** EXTRAIT DE PAGE **
▼▼▼

Il faut bâtir cette éthologie à partir des vestiges qui sont parvenus jusqu’à nous, essentiellement de la pierre taillée… Mais c’est justement là que Ludovic Slimak décèle une différence structurelle entre Neandertal et Homo sapiens, lorsque les deux populations avaient des connaissances techniques similaires : « Si vous regardez des outils de silex de sapiens contemporains, une fois que vous en avez vu dix, vous allez vous ennuyer pendant des années parce que les 100 000 suivants seront tous les mêmes. Ce qui n’existe pas chez Neandertal, c’est cette standardisation. Quand vous voyez un de ses produits finis, chaque objet est magnifique et unique, une création, un univers en soi. Là, on est au cœur de la bête : c’est révélateur d’un univers mental qui ne semble pas le même, d’une autre manière de s’inscrire au monde, de penser le monde. Ces divergences-là ne sont ni techniques ni culturelles, et on peut ici proposer que l’encéphale ne fonctionne pas de la même manière. »

Chaque objet est une pièce unique, une réflexion en soi. Il y a certes des traditions, des savoir-faire, des transmissions, mais on a quand même l’impression que Neandertal est en dialectique avec la matière, avec le silex qu’il est en train de tailler. Il va jouer avec sa texture, sa couleur, son cortex (la partie naturelle de calcaire qui recouvre le silex) et produit ses formes et ses objets en fonction des réalités matérielles qu’il a devant lui. Alors que sapiens, quelle que soit la matière première, quel que soit le silex, va produire le même comportement de manière normée et imposer à la matière sa façon de voir le monde.

▲▲▲

** LIGNES DE DONNÉES **
▼▼▼

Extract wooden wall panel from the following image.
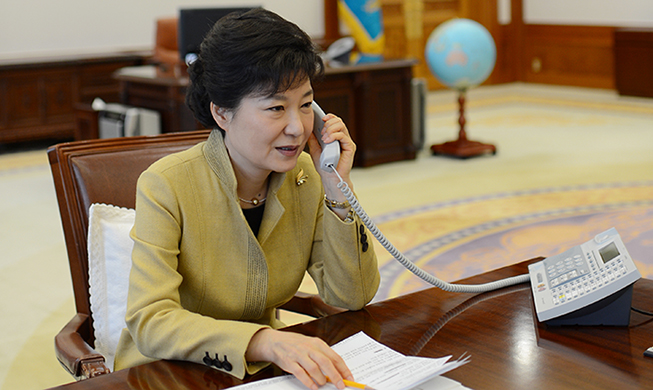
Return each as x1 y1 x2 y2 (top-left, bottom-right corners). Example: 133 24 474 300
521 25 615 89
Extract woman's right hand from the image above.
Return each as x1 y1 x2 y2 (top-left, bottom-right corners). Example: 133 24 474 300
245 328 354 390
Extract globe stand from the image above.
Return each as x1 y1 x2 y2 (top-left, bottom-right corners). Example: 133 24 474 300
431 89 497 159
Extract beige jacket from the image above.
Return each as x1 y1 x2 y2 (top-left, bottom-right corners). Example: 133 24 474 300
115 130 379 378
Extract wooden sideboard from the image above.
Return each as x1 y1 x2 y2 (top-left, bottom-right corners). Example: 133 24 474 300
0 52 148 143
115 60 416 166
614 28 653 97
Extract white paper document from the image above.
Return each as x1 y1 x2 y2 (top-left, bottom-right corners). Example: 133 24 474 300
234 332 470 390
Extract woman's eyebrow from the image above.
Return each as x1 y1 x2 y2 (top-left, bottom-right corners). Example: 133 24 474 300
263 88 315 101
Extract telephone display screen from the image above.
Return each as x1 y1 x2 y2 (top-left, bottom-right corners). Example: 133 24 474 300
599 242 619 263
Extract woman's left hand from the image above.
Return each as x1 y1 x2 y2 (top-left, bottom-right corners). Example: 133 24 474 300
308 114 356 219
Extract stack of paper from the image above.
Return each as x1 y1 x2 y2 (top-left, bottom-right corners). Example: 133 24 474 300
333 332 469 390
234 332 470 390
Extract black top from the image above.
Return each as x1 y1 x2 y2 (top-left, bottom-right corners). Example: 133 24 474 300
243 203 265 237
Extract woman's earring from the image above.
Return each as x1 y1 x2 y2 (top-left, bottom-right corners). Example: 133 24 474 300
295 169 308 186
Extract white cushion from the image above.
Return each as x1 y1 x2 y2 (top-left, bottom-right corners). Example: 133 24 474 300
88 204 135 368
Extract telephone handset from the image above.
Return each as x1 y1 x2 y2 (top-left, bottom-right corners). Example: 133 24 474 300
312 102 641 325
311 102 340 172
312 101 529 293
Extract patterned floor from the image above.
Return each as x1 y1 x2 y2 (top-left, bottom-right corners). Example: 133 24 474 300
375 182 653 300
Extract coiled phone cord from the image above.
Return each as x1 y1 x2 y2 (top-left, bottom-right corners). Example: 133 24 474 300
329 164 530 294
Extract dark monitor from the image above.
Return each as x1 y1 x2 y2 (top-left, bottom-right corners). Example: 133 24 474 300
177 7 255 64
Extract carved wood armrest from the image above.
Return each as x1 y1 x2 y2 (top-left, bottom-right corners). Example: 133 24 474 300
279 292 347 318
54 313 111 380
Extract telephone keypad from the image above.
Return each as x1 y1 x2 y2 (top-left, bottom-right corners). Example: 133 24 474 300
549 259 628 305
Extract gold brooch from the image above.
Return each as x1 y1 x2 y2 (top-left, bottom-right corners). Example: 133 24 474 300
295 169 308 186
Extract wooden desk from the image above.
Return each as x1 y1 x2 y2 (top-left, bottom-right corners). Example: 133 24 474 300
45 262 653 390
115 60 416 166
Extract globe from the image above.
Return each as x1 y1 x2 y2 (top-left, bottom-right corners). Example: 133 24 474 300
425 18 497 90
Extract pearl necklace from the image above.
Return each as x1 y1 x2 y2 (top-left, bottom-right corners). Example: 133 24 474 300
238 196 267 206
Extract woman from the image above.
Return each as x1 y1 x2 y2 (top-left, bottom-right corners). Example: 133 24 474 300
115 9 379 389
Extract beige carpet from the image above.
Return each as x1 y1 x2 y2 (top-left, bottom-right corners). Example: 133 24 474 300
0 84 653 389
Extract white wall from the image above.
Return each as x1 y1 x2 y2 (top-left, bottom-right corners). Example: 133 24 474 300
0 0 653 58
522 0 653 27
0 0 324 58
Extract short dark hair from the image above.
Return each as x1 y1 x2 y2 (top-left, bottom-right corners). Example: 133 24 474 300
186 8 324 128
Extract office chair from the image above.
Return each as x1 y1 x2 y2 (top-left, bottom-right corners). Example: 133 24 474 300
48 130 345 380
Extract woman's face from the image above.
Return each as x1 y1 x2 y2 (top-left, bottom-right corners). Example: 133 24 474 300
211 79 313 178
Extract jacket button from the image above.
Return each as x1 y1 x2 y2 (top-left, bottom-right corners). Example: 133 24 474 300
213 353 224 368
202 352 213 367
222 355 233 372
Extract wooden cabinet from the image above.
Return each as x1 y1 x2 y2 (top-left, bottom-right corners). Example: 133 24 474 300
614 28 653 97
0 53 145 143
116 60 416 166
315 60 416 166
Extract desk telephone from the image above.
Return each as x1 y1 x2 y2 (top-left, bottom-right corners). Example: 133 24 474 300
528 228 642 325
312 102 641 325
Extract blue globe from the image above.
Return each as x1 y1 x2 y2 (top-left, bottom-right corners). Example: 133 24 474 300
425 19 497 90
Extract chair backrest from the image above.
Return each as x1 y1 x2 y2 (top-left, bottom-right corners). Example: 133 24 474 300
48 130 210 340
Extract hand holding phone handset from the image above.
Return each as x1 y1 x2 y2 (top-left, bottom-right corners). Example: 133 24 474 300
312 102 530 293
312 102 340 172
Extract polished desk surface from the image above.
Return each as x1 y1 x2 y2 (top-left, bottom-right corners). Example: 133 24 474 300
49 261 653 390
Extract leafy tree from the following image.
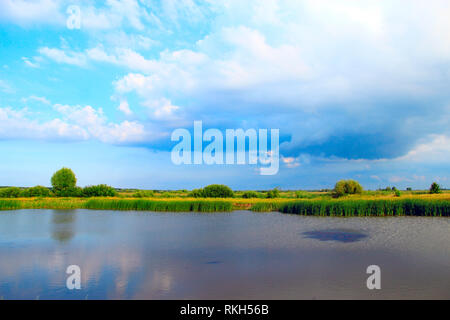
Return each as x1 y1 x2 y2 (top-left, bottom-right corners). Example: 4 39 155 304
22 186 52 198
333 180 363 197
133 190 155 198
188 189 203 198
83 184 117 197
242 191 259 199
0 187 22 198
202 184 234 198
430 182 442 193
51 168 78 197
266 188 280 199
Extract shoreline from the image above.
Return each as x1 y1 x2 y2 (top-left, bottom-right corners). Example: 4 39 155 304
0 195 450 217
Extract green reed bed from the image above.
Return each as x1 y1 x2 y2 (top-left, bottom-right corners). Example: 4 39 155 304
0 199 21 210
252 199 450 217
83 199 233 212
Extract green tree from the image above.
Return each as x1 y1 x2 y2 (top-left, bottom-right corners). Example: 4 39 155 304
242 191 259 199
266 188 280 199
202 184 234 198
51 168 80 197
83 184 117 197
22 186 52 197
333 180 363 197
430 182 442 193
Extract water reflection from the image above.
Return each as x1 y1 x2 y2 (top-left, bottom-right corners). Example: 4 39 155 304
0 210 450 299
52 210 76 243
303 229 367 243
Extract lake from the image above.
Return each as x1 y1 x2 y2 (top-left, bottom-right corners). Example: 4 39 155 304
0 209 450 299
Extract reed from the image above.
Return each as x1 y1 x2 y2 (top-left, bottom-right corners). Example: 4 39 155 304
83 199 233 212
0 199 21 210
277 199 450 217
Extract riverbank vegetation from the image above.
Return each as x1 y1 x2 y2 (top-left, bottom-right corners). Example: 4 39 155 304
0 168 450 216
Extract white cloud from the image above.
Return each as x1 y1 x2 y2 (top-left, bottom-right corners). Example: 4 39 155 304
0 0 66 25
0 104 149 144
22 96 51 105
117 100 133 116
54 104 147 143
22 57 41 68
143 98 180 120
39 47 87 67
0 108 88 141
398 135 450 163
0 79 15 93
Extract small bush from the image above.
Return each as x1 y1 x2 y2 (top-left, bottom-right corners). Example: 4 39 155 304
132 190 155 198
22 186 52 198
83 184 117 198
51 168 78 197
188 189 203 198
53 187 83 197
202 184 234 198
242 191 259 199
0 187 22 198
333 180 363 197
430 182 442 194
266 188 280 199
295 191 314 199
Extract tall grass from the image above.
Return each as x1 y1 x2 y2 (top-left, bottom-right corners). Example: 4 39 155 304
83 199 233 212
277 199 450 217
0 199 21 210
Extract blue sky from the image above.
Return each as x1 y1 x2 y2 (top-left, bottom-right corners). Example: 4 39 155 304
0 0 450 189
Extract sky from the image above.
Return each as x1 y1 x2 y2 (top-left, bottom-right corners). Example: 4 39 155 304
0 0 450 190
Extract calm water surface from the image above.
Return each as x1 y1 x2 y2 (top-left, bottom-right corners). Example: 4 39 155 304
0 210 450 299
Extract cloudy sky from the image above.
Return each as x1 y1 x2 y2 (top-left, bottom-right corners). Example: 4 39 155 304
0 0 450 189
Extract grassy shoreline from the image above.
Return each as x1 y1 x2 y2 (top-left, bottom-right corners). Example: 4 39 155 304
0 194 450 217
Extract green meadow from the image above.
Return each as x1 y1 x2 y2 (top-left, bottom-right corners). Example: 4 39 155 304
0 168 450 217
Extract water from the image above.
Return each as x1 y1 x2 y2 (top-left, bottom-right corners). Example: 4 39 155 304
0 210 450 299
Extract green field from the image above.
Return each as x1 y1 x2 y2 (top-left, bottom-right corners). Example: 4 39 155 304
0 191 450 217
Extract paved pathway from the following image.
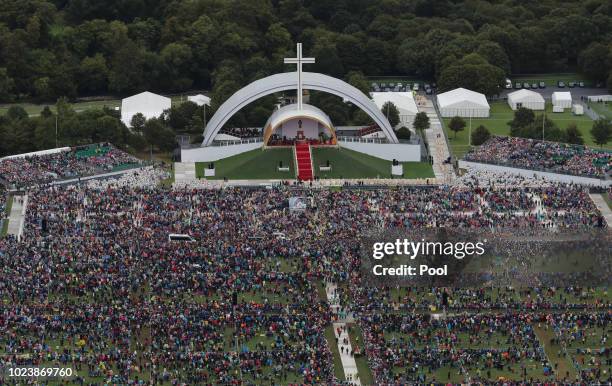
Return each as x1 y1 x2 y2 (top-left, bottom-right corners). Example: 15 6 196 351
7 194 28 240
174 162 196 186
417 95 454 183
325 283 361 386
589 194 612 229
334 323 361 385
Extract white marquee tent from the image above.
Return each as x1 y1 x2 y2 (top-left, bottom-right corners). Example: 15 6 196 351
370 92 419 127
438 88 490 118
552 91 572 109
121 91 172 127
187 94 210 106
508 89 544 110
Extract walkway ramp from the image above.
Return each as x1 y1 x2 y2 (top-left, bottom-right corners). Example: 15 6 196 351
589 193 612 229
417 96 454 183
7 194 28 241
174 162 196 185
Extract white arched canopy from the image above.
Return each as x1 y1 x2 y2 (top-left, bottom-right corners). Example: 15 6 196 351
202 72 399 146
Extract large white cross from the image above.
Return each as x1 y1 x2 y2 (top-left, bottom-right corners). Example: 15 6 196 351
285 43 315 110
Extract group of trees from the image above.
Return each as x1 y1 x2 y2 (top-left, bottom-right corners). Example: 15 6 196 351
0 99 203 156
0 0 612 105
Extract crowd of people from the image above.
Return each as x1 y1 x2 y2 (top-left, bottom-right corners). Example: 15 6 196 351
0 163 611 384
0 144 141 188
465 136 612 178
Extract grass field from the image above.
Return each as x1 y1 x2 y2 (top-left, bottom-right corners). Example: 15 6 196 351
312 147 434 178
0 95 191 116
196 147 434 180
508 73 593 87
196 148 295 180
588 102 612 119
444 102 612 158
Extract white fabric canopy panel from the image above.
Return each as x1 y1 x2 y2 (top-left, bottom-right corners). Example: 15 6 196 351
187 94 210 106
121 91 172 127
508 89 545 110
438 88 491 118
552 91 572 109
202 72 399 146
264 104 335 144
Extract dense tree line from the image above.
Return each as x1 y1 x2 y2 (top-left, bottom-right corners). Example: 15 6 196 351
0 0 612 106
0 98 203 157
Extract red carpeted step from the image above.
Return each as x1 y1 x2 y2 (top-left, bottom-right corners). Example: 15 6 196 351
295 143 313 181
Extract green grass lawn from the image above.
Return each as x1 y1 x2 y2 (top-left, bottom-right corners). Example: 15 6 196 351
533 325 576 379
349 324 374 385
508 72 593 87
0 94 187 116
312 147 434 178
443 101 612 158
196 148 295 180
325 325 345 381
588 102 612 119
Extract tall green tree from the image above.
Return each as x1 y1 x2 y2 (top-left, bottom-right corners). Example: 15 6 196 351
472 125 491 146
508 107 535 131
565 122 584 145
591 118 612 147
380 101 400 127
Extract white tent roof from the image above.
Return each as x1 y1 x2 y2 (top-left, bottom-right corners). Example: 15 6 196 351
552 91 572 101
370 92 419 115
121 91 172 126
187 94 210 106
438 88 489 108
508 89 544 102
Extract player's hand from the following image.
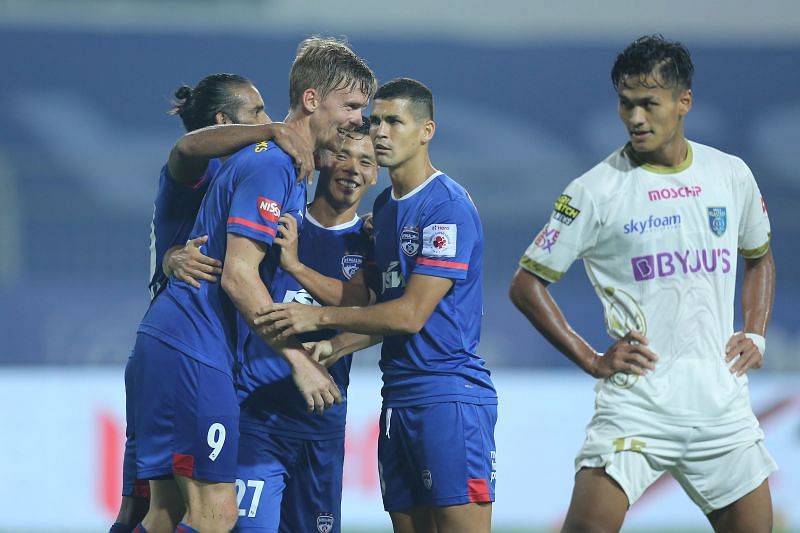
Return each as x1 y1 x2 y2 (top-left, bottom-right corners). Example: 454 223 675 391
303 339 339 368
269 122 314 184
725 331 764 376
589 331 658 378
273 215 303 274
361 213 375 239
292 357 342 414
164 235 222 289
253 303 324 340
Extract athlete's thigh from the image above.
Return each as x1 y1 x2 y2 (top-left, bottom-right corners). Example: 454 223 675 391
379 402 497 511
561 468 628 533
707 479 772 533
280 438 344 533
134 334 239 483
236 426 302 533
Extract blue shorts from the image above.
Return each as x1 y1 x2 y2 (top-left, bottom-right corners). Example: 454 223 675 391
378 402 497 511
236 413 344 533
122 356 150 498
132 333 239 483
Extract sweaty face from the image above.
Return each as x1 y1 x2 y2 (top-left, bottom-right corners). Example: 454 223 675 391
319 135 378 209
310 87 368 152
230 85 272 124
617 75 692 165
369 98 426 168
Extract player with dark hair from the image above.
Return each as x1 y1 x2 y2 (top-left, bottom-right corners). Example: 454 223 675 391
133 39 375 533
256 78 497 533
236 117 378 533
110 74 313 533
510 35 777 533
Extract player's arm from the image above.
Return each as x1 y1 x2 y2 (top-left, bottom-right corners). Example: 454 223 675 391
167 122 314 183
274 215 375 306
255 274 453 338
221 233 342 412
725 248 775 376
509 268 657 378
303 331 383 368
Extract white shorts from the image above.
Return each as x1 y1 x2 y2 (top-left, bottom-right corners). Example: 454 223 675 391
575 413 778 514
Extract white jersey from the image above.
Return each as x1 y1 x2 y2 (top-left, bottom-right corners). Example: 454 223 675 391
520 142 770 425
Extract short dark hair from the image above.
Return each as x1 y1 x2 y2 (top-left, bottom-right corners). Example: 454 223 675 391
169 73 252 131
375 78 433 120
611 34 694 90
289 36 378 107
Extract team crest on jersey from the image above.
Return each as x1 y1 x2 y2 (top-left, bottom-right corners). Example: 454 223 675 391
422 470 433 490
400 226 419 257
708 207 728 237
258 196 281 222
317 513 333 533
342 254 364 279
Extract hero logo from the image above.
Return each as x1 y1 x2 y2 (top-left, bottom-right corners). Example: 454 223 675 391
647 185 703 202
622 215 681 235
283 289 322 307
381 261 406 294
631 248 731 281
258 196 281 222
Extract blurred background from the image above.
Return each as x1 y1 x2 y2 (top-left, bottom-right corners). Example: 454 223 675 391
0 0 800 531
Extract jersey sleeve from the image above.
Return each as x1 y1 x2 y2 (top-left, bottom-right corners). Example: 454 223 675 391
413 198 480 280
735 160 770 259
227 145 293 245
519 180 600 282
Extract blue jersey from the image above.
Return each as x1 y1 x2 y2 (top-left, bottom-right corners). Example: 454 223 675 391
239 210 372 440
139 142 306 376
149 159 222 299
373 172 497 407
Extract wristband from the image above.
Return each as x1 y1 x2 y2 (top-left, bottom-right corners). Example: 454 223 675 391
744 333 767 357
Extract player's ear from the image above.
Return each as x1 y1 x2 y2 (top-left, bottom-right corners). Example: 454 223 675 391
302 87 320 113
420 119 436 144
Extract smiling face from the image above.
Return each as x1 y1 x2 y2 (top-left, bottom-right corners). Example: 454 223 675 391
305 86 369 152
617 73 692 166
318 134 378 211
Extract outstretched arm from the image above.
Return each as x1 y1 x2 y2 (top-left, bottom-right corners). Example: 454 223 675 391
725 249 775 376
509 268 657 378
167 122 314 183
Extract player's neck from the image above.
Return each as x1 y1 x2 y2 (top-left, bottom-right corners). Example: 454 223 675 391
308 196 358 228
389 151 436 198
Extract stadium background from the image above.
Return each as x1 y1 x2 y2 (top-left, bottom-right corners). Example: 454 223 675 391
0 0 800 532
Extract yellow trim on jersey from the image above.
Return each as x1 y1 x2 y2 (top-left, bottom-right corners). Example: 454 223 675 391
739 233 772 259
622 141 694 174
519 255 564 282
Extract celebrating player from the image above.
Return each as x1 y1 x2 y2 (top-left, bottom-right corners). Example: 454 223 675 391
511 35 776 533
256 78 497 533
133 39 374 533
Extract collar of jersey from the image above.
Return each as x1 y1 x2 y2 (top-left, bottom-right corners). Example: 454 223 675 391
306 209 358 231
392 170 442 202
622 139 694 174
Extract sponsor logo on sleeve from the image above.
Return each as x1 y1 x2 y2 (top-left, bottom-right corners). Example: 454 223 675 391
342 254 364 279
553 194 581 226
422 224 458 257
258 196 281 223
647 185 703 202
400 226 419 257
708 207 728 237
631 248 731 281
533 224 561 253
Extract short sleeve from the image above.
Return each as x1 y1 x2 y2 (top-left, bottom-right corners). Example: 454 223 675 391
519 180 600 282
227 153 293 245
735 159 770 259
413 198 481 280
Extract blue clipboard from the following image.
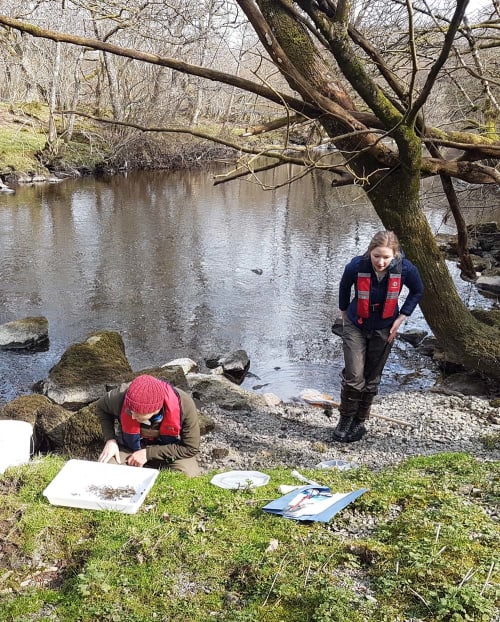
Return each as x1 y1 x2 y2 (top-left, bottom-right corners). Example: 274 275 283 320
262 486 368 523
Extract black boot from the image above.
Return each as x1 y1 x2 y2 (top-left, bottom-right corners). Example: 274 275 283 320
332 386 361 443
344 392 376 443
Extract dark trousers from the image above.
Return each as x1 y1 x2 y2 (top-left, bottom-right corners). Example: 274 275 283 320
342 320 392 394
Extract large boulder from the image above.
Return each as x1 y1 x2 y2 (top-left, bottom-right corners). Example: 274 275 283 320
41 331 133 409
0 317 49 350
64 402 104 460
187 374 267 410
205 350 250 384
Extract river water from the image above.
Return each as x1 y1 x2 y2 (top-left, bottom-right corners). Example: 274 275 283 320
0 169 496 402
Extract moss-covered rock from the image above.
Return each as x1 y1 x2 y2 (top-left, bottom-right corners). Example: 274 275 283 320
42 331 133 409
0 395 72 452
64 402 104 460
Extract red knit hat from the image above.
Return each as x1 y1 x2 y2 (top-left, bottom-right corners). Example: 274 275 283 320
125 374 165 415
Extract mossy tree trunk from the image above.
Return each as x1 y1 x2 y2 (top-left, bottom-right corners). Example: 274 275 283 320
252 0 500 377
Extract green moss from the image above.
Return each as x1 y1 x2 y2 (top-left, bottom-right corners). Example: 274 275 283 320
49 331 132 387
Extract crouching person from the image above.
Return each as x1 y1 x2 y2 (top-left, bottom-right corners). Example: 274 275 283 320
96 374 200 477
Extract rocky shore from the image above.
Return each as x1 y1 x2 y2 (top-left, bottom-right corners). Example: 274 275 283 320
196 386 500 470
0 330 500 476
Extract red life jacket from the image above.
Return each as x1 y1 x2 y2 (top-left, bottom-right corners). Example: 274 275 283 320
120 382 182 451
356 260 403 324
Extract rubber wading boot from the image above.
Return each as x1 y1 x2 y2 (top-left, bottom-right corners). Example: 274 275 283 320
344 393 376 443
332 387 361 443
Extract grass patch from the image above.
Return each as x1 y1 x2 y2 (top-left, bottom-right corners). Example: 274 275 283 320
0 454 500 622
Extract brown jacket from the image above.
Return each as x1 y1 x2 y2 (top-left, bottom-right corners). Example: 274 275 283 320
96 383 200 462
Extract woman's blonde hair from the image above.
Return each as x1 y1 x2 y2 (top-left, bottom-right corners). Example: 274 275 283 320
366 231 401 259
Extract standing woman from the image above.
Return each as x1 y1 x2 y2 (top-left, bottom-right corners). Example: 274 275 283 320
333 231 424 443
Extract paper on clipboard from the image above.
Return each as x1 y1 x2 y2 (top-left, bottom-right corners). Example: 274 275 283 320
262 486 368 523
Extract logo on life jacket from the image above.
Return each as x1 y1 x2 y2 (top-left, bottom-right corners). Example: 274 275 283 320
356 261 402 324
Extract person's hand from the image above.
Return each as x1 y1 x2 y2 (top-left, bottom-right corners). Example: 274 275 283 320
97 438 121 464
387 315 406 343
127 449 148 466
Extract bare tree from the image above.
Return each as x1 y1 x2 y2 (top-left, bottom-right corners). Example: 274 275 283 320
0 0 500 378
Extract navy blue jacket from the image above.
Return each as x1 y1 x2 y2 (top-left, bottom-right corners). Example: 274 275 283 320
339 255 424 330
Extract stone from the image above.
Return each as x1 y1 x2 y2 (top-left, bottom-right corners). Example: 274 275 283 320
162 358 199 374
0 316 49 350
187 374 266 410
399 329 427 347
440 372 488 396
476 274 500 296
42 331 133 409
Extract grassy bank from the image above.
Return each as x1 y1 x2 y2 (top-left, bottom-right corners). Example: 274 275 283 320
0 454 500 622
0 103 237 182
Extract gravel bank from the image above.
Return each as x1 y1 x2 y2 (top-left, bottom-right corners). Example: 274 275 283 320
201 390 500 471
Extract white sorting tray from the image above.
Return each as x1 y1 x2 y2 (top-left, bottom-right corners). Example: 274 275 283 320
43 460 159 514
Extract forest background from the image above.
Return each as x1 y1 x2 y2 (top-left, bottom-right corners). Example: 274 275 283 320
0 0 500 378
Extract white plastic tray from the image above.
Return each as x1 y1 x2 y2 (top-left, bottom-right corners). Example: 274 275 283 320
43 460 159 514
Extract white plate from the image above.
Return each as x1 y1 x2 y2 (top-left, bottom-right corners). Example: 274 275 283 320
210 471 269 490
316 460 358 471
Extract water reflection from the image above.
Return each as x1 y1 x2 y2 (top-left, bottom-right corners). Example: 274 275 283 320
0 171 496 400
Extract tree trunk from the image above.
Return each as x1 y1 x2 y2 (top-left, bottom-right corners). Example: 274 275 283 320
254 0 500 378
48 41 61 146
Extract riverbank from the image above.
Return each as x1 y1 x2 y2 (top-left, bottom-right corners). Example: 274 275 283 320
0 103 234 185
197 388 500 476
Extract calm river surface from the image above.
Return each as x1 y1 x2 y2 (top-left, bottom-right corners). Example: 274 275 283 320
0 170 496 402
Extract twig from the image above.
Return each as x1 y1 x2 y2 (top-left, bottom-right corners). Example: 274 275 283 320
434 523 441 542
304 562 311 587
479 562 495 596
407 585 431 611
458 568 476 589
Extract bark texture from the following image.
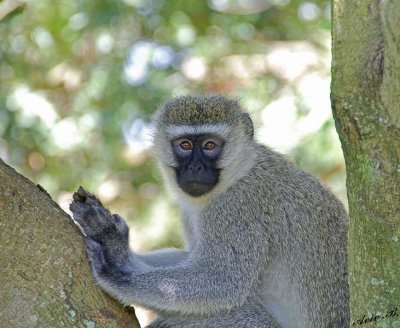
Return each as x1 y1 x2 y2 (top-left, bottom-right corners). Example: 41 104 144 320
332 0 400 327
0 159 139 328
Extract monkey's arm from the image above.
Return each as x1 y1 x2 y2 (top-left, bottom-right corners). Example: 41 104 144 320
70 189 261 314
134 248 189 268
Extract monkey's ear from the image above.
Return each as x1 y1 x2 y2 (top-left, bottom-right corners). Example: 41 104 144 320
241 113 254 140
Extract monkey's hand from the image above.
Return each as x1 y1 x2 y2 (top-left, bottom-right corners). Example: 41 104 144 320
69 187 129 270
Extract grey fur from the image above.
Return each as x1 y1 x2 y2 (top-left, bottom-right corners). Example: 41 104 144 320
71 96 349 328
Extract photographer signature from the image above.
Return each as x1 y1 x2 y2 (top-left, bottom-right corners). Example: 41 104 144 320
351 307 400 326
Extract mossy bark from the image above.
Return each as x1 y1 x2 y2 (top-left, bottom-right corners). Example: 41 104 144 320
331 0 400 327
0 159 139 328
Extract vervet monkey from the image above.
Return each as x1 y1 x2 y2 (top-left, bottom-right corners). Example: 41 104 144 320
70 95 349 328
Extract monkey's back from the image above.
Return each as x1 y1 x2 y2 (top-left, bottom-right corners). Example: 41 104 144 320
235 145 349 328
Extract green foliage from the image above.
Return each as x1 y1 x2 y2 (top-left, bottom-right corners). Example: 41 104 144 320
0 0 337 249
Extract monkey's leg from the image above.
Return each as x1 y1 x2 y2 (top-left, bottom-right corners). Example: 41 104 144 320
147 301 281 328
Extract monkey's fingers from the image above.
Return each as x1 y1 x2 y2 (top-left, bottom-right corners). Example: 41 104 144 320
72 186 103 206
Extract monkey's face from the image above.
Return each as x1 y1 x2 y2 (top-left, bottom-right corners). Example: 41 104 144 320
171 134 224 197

▲▲▲

** TRAVAIL DEMANDÉ **
(1) Répondez à ces questions sur l'extrait :
(a) À partir de quels vestiges faut-il bâtir cette éthologie ?
(b) Combien d'outils de silex de sapiens faut-il avoir vus pour commencer à s'ennuyer, selon Ludovic Slimak ?
(c) Comment l'extrait définit-il le cortex du silex ?
(2) Comptez les lignes qui contiennent la chaîne « tray ». Combien y en a-t-il ? Donnez uniquement le nombre.
L'extrait et les lignes n'ont aucun rapport entre eux.

** RÉPONSES FINALES **
(1)
(a) Essentiellement de la pierre taillée.
(b) Dix.
(c) C'est la partie naturelle de calcaire qui recouvre le silex.

(2) 2